### [TASK]
Copy out every line of the data below word for word, omitting the pictures.

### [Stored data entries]
##########
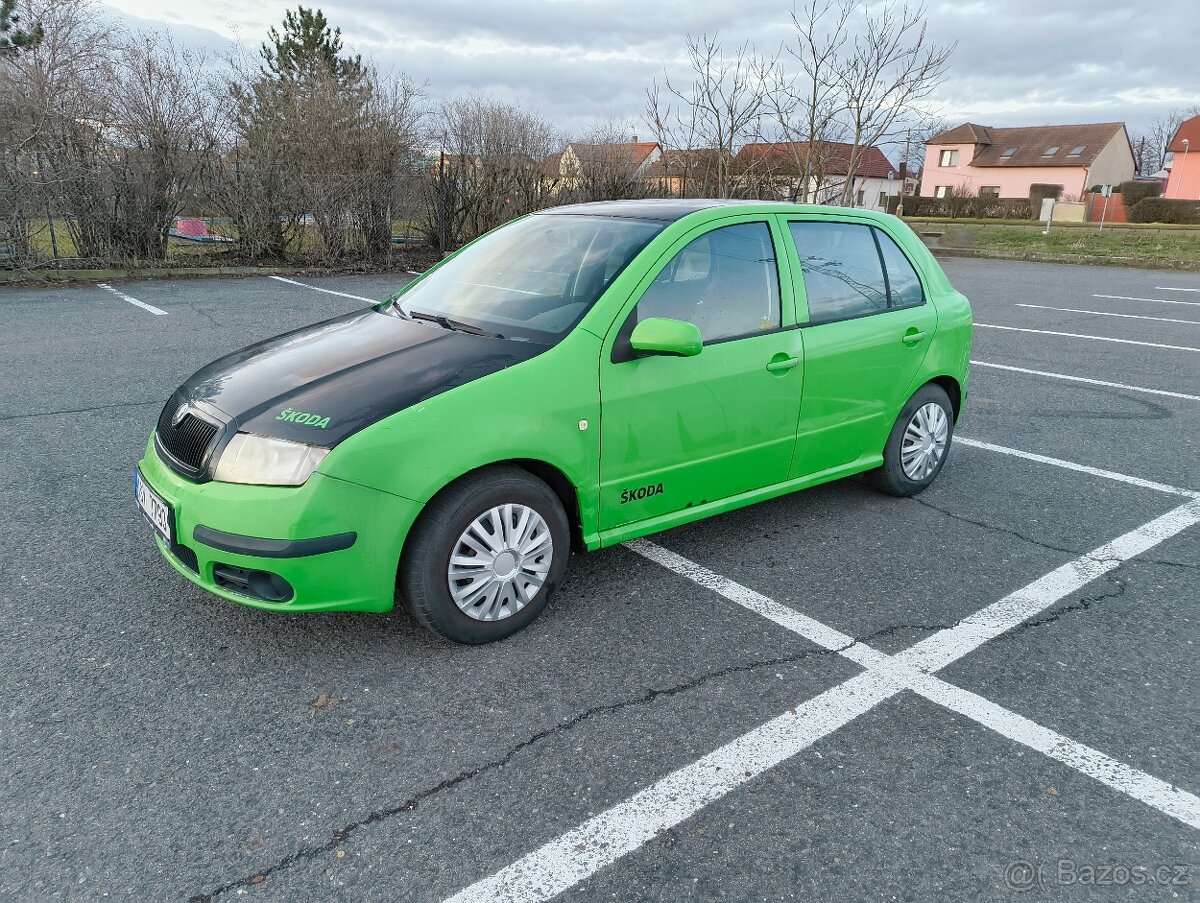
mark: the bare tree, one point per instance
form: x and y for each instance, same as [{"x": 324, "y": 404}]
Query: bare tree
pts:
[
  {"x": 723, "y": 106},
  {"x": 889, "y": 67},
  {"x": 1150, "y": 145},
  {"x": 489, "y": 168},
  {"x": 609, "y": 163},
  {"x": 807, "y": 106}
]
##########
### [IN RESPONSE]
mark: the bare tree, one point per instance
form: x and y for each instance, same as [{"x": 324, "y": 404}]
Query: bare tree
pts:
[
  {"x": 723, "y": 106},
  {"x": 889, "y": 67},
  {"x": 1150, "y": 145},
  {"x": 489, "y": 168},
  {"x": 609, "y": 163},
  {"x": 807, "y": 106}
]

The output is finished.